• _Required action_
Make an exact copy of all the entries, but do not reproduce the pictures.

• _Raw data_

• • • •

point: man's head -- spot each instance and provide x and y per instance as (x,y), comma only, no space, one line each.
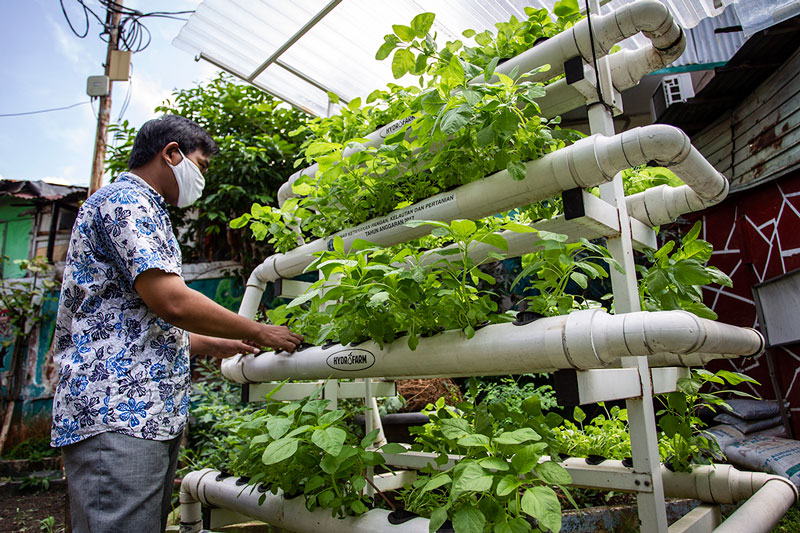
(158,156)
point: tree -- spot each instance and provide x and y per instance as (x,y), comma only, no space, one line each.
(256,156)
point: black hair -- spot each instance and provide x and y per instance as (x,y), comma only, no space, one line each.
(155,134)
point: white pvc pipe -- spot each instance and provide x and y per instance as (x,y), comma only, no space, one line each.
(590,161)
(663,204)
(627,67)
(581,340)
(647,16)
(202,487)
(768,496)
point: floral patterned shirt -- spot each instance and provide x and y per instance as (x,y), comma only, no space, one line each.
(120,367)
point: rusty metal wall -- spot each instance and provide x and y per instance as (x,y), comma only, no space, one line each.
(759,140)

• • • •

• _Solution to this exercise_
point: man's head -- spot each instance and provide x and y per instance as (x,y), comma only, no space, one line each.
(158,156)
point: tree -- spot each instance and provide x and y per instance as (x,y), comma only, no space, one line each.
(256,156)
point: black hair -- spot each instance and provide x and y per instance as (x,y), comma only, no space, one line each.
(155,134)
point: white pvc pipe -- spot each instance and provide x and y per instance as (x,y), comma only, no space, one line each.
(590,161)
(663,204)
(627,67)
(581,340)
(647,16)
(202,487)
(768,496)
point: floral patterned shirt -- spot each instance and provide x and y per instance as (x,y), comma only, no space, one line each.
(120,367)
point: rusty metal wall -- spot each instance and provide x and y per instance as (x,y), comma only, no space, one line each.
(759,140)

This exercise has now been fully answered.